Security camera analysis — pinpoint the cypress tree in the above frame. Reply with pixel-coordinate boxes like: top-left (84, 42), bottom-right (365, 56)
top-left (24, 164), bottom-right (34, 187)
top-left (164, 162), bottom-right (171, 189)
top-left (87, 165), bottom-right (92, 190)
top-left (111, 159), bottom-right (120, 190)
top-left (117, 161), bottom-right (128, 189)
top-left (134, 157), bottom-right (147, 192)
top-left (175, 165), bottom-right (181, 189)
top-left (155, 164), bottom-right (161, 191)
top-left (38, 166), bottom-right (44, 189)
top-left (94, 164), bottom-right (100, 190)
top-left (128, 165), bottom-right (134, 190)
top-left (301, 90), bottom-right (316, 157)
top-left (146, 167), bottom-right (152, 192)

▶ **What you will do**:
Reproduce the records above line for line, keeping every character unchanged.

▶ **Exercise result**:
Security camera analysis — pinpoint the cypress tree in the above frame. Reply with pixel-coordinate boxes like: top-left (84, 42), bottom-right (365, 56)
top-left (24, 164), bottom-right (34, 187)
top-left (164, 162), bottom-right (171, 189)
top-left (87, 165), bottom-right (92, 190)
top-left (111, 159), bottom-right (120, 190)
top-left (117, 161), bottom-right (128, 189)
top-left (134, 157), bottom-right (147, 192)
top-left (175, 165), bottom-right (181, 189)
top-left (155, 164), bottom-right (161, 191)
top-left (38, 166), bottom-right (44, 189)
top-left (94, 164), bottom-right (100, 190)
top-left (128, 165), bottom-right (134, 190)
top-left (301, 90), bottom-right (316, 157)
top-left (146, 167), bottom-right (152, 192)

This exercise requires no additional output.